§ Set exercise
Extract the lines of the listing below verbatim, starting at its first line and ending at the line that contains "pixel 207 305", with both of those lines included.

++++ Excerpted records

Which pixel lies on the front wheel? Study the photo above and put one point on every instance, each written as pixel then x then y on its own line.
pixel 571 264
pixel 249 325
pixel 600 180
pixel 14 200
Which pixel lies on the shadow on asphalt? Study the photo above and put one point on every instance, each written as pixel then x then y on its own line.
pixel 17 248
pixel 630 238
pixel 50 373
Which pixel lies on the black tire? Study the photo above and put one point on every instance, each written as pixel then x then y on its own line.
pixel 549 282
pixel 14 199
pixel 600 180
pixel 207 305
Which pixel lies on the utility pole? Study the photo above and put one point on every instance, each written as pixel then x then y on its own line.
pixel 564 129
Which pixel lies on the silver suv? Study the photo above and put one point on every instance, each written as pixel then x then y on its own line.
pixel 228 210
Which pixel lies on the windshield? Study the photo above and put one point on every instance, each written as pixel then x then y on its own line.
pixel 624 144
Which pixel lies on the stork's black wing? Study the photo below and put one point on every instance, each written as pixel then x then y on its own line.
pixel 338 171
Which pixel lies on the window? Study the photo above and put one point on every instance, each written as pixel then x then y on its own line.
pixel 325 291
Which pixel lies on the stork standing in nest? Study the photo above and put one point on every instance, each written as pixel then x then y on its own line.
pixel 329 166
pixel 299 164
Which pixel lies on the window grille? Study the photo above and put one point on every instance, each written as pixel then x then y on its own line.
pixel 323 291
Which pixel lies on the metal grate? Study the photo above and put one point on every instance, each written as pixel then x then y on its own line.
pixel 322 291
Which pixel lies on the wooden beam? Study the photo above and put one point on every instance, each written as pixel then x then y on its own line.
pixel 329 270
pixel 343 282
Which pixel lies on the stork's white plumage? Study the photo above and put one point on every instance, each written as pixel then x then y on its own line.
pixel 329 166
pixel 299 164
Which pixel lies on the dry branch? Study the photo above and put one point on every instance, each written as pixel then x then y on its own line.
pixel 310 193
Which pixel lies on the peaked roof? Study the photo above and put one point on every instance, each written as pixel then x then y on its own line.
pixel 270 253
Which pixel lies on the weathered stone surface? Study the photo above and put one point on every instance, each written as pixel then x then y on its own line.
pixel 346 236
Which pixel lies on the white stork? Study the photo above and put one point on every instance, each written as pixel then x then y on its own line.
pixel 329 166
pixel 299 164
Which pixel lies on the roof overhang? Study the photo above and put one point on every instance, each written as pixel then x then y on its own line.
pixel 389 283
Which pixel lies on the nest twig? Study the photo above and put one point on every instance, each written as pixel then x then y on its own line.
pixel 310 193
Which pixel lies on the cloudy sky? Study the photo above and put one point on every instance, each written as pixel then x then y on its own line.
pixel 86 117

++++++++

§ Solution to the problem
Which pixel lies on the front wheel? Study the photo above and put one point on every instance, each written as pixel then x then y on its own line.
pixel 571 264
pixel 249 325
pixel 600 180
pixel 14 200
Which pixel lies on the shadow on asphalt? Study the photo above and put one point on every instance, each written as pixel then x then y on its own line.
pixel 17 248
pixel 630 238
pixel 50 373
Which pixel lies on the black tire? Study the photo above and put one point on every instance, each written as pixel then x then y on its own line.
pixel 549 282
pixel 14 199
pixel 600 180
pixel 207 305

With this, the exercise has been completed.